- Exercise requirements
Locate every line in the records below that contains the string "pointer" and copy each such line in full. Matching is case-sensitive.

=== Working data ===

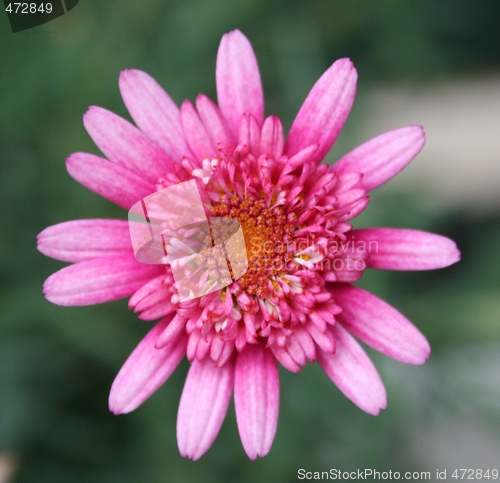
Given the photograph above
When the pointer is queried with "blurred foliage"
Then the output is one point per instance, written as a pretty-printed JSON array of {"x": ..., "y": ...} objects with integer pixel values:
[{"x": 57, "y": 364}]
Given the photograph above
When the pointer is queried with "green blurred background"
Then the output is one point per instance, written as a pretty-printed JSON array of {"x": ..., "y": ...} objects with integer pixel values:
[{"x": 57, "y": 364}]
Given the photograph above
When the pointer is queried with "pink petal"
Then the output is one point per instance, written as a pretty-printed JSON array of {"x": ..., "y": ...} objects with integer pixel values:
[
  {"x": 382, "y": 157},
  {"x": 215, "y": 124},
  {"x": 109, "y": 180},
  {"x": 172, "y": 332},
  {"x": 124, "y": 144},
  {"x": 398, "y": 249},
  {"x": 197, "y": 136},
  {"x": 272, "y": 138},
  {"x": 379, "y": 325},
  {"x": 146, "y": 369},
  {"x": 203, "y": 406},
  {"x": 256, "y": 399},
  {"x": 154, "y": 112},
  {"x": 98, "y": 280},
  {"x": 325, "y": 110},
  {"x": 249, "y": 133},
  {"x": 75, "y": 241},
  {"x": 354, "y": 373},
  {"x": 239, "y": 88}
]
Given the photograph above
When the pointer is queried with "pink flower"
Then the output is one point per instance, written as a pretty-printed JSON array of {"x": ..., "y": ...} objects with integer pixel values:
[{"x": 295, "y": 303}]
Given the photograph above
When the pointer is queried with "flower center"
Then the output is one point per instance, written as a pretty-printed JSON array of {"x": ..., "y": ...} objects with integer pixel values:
[{"x": 267, "y": 232}]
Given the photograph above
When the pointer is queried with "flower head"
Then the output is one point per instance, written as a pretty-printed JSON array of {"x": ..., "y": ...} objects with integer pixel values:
[{"x": 295, "y": 302}]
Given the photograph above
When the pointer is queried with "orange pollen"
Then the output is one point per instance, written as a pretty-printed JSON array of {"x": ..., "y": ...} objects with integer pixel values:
[{"x": 267, "y": 232}]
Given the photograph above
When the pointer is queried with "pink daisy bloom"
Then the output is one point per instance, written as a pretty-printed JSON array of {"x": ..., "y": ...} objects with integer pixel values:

===

- Solved problem
When the pointer is queried with "blurred foliage"
When the pointer is queried with "green blurred background"
When the pointer is queried with "pink petal"
When the pointer is queried with "pink flower"
When the pointer is queried with "flower center"
When the pointer is queried with "flower head"
When the pointer is queried with "orange pollen"
When the pointer is queried with "pink daisy bloom"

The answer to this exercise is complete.